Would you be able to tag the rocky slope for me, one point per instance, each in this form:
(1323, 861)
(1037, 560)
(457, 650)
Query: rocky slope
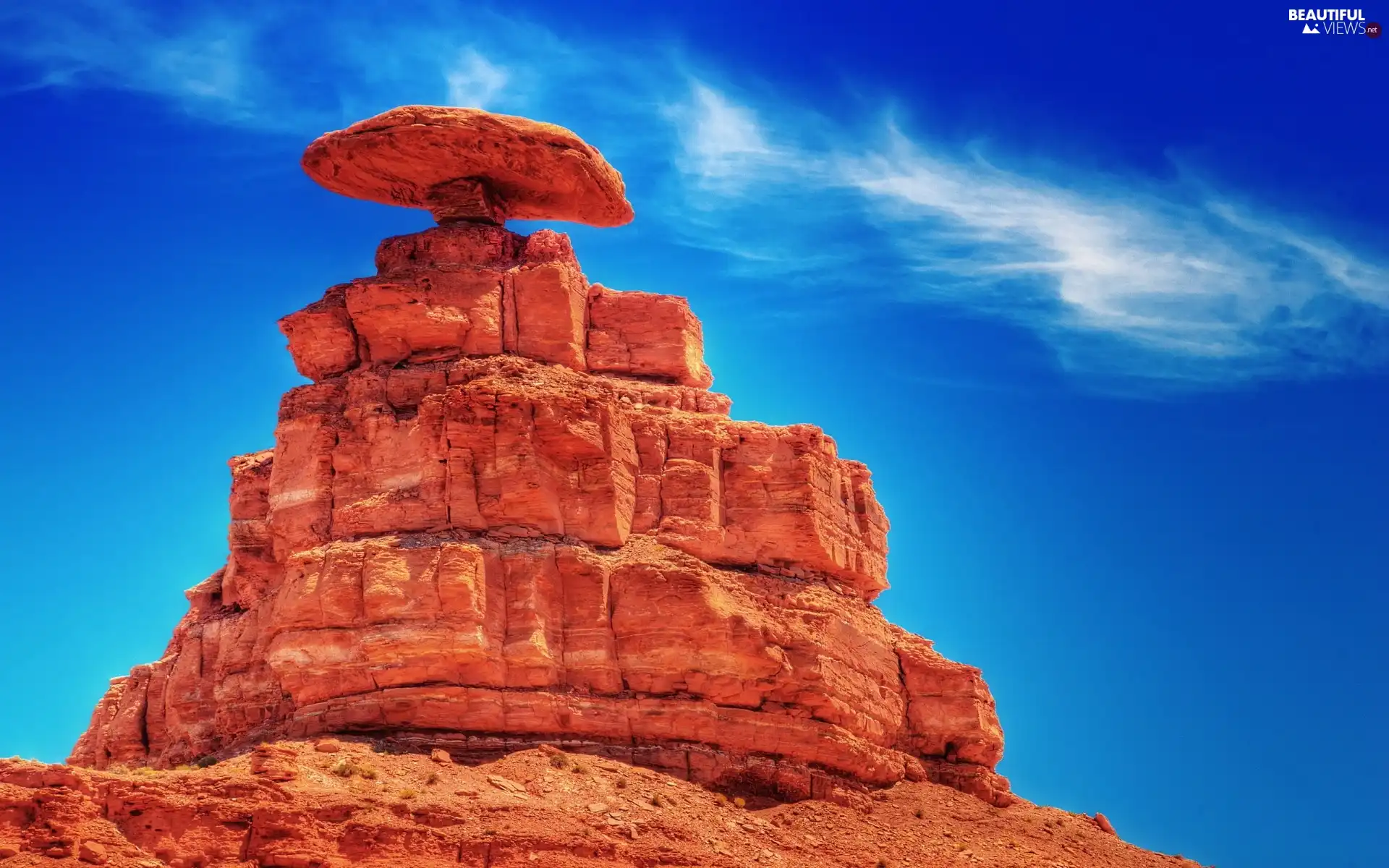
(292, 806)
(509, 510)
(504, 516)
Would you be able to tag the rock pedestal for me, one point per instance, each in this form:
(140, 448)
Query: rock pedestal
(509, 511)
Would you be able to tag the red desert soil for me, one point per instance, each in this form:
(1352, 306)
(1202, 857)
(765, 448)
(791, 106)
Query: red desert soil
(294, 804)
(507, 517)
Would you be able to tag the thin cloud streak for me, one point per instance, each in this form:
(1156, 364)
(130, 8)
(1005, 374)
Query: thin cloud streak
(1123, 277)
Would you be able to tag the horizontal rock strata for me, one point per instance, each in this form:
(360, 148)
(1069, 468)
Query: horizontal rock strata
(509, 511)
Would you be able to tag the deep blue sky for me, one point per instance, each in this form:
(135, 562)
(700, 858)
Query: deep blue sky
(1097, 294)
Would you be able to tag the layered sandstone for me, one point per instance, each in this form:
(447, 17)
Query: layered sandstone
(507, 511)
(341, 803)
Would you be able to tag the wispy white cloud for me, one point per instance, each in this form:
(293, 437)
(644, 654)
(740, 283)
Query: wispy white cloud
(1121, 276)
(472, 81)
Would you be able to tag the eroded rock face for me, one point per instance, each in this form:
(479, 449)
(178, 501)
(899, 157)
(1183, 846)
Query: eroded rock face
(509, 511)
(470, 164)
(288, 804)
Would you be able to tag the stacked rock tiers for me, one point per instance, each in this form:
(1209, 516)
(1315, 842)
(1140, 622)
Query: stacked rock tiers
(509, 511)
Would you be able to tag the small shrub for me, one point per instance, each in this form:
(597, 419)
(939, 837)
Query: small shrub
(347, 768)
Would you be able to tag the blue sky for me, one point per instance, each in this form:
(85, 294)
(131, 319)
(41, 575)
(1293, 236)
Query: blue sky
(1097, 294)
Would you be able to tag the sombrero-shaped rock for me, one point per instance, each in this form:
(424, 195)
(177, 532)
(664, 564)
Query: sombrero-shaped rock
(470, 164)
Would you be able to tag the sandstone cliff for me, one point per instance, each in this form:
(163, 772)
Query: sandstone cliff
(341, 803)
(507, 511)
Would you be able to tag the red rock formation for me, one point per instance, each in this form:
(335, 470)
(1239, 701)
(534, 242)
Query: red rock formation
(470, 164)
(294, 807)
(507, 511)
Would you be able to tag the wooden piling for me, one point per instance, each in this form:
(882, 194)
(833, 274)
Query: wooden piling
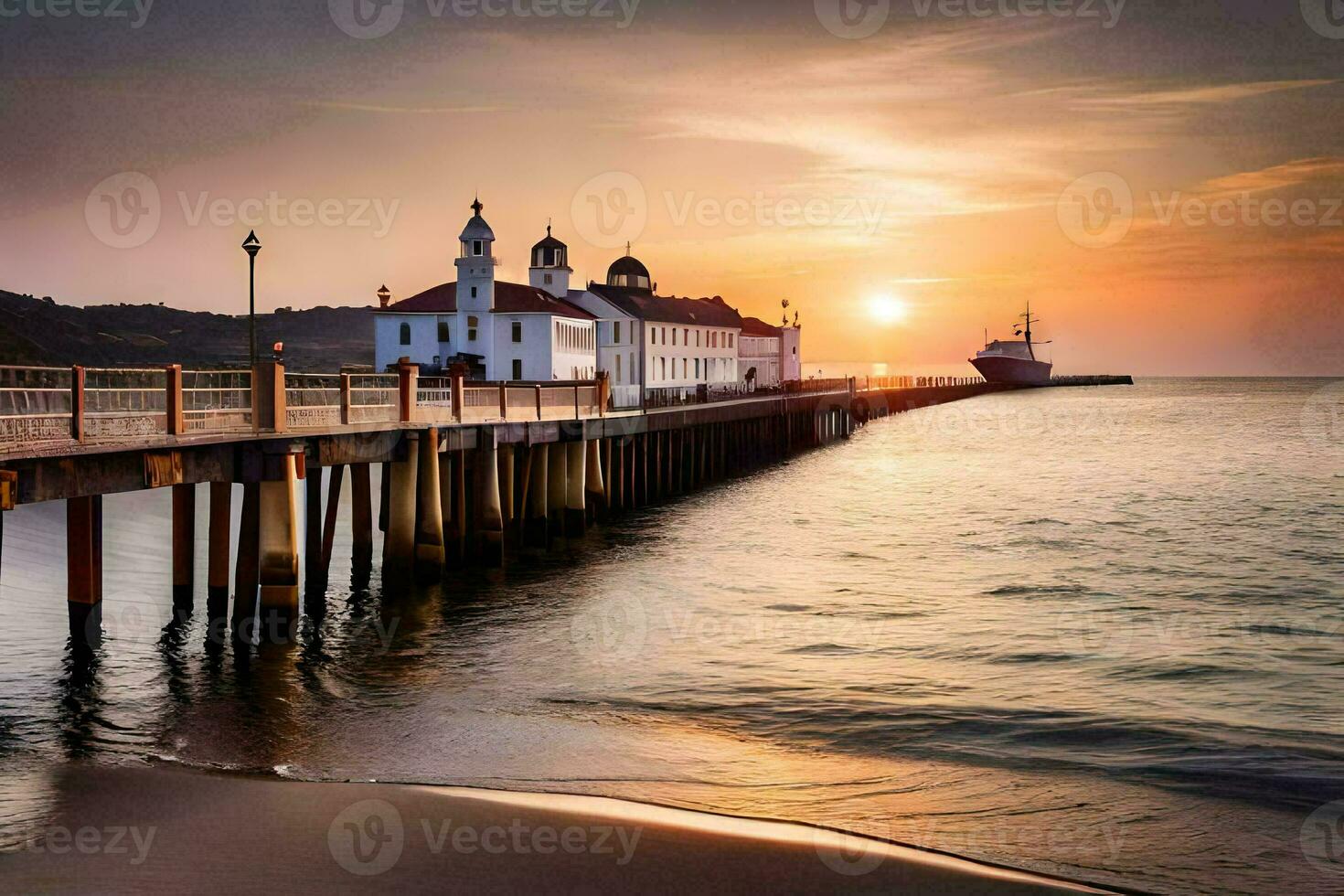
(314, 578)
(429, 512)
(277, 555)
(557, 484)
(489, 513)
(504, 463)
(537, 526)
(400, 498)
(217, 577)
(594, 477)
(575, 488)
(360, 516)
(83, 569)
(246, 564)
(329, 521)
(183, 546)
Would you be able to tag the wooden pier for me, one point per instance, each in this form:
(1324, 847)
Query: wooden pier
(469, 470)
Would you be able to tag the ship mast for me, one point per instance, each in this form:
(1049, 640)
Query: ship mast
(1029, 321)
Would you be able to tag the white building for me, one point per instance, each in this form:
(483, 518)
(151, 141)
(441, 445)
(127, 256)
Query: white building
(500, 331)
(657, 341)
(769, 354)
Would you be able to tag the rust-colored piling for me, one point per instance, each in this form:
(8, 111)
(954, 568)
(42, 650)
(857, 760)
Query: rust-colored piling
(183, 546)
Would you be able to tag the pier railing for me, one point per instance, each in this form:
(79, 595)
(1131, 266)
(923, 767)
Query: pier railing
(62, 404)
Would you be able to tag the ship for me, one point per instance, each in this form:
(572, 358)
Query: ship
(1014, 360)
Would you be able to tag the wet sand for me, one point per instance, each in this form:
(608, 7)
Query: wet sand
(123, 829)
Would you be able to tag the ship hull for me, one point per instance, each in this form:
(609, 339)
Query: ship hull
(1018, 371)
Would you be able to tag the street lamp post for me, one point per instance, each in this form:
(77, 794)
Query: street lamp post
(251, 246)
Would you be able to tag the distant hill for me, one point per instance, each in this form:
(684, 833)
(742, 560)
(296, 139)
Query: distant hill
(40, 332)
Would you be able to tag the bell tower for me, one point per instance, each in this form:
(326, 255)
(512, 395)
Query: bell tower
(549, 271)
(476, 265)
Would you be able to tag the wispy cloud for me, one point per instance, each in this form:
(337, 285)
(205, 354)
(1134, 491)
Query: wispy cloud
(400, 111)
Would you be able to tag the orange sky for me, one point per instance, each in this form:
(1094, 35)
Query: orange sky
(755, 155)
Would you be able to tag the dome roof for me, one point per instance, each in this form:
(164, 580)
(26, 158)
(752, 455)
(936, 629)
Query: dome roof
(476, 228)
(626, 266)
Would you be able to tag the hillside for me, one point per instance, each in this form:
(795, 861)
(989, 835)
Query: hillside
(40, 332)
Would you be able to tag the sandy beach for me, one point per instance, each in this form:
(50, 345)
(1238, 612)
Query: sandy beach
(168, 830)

____

# Task objective:
Write the listing above out again word for word, excluding all images.

# Reply:
Would you be able to tag the rocky slope for me, one point per instance, each in this form:
(1323, 861)
(1037, 560)
(457, 650)
Query: rocky slope
(292, 806)
(509, 510)
(504, 516)
Would you be able to tag the rock pedestal for me, one point per instance, each in this form:
(140, 448)
Query: rock pedestal
(509, 511)
Would you be able to tag the red desert soil for me, one point per instance, each in this form:
(1352, 306)
(1202, 857)
(765, 448)
(791, 106)
Query: red desert soil
(294, 804)
(507, 517)
Would you be able to tag the thin cloud streak for me, one point per instance, each in this form:
(1156, 364)
(130, 8)
(1005, 374)
Query: thin cloud streak
(1123, 277)
Would you be able to tag the horizontal rock strata for me, one point per instance, each in this form:
(360, 148)
(1069, 468)
Query: horizontal rock strata
(509, 511)
Would you be able to tag the deep blue sky for me, one point per instance, each in this form:
(135, 562)
(700, 858)
Query: deep blue sky
(1097, 294)
Would you be able to tag the layered sandstone for me, one point per instance, each in this form:
(447, 17)
Query: layered sandstone
(507, 511)
(341, 803)
Would you be able to tag the wispy white cloud for me, one point per instance, each in this form:
(293, 437)
(644, 654)
(740, 283)
Query: wispy white cloud
(1121, 276)
(472, 81)
Would you be able to tag the eroded rock face for me, one point per instance, each in this form:
(479, 449)
(178, 501)
(899, 157)
(1183, 846)
Query: eroded rock face
(509, 511)
(470, 164)
(288, 804)
Would you be able to tag the stacked rock tiers for me, one point per instance, each in this form:
(1209, 516)
(1315, 842)
(1140, 622)
Query: stacked rock tiers
(509, 511)
Would you be able to tag the small shrub for me, one point per instance, each in this form:
(597, 419)
(939, 837)
Query: small shrub
(347, 768)
Would you be able to tag the blue sky for me, one point per instance, each in this form:
(85, 294)
(131, 319)
(41, 575)
(1293, 236)
Query: blue sky
(1097, 294)
Would you be able to tag the sombrero-shaped rock for me, one point per instance, each in this form:
(424, 195)
(177, 532)
(664, 564)
Query: sombrero-shaped rock
(470, 164)
Would you be able to tag the sandstone cliff for me, one point per instance, each in this form:
(163, 772)
Query: sandstone cliff
(341, 803)
(507, 511)
Would you be able to tag the red rock formation for me, one point per instance, each in this form:
(335, 470)
(1239, 701)
(534, 242)
Query: red rock formation
(470, 164)
(294, 807)
(507, 511)
Would you be able to tag the wooden piling for me, one point per instance, each in this form:
(882, 194)
(833, 274)
Query: wooden piling
(314, 578)
(429, 512)
(277, 555)
(557, 484)
(489, 513)
(504, 463)
(537, 526)
(400, 498)
(217, 577)
(594, 477)
(575, 488)
(360, 516)
(83, 569)
(246, 564)
(329, 521)
(183, 546)
Would you be able to tag the wooden pier for me, one point per instance, each in this form:
(1324, 847)
Query: wooden pier
(469, 470)
Would you be able to tag the ship mast for me, one point per instance, each in this form:
(1049, 640)
Query: ship mast
(1029, 321)
Would you be able to tag the white building for me, one point per instance, each in this form:
(483, 518)
(151, 141)
(441, 445)
(127, 256)
Query: white building
(500, 331)
(657, 341)
(769, 354)
Would you be able to tag the rust-colored piling for me, one point per instance, each in this form:
(8, 111)
(954, 568)
(42, 650)
(857, 760)
Query: rust-colored piling
(183, 546)
Would you be able to tag the pier railing for me, one point per instance, each in this form:
(79, 595)
(1131, 266)
(923, 767)
Query: pier railing
(62, 404)
Would you be able to tag the ship for me, one point per instance, each in this form:
(572, 358)
Query: ship
(1014, 360)
Would you be able to tag the wet sand for me, one point per instance, each in this form:
(608, 7)
Query: wet sand
(123, 829)
Would you be able to tag the ship hull for me, one point per instance, each in this form:
(609, 339)
Query: ship hull
(1018, 371)
Would you be able to tag the street lamp post for me, one point per instance, each in this form:
(77, 794)
Query: street lamp post
(251, 246)
Would you be able to tag the distant hill for me, one point per instance, each in this form:
(684, 833)
(742, 560)
(296, 139)
Query: distant hill
(40, 332)
Would you be able to tag the bell tower for me, one point per instance, each in this form:
(326, 255)
(512, 395)
Query: bell tower
(549, 271)
(476, 265)
Would you be able to tag the wispy cloud for me, one point per instance, each in this form:
(337, 285)
(205, 354)
(1134, 491)
Query: wispy cloud
(400, 111)
Would you be able to tag the orange sky for me, one point per instance, each in this form:
(1094, 35)
Query: orange sky
(755, 155)
Would you be able to tag the dome roof for me, one point per instance, each in this form:
(164, 580)
(26, 158)
(752, 455)
(936, 629)
Query: dome roof
(476, 228)
(626, 266)
Would you be able to tag the hillside for me, one point per instance, each in this form:
(795, 861)
(989, 835)
Query: hillside
(40, 332)
Would you be able to tag the sandy beach for me, one point per instance, each in this form:
(50, 345)
(1238, 612)
Query: sandy beach
(168, 830)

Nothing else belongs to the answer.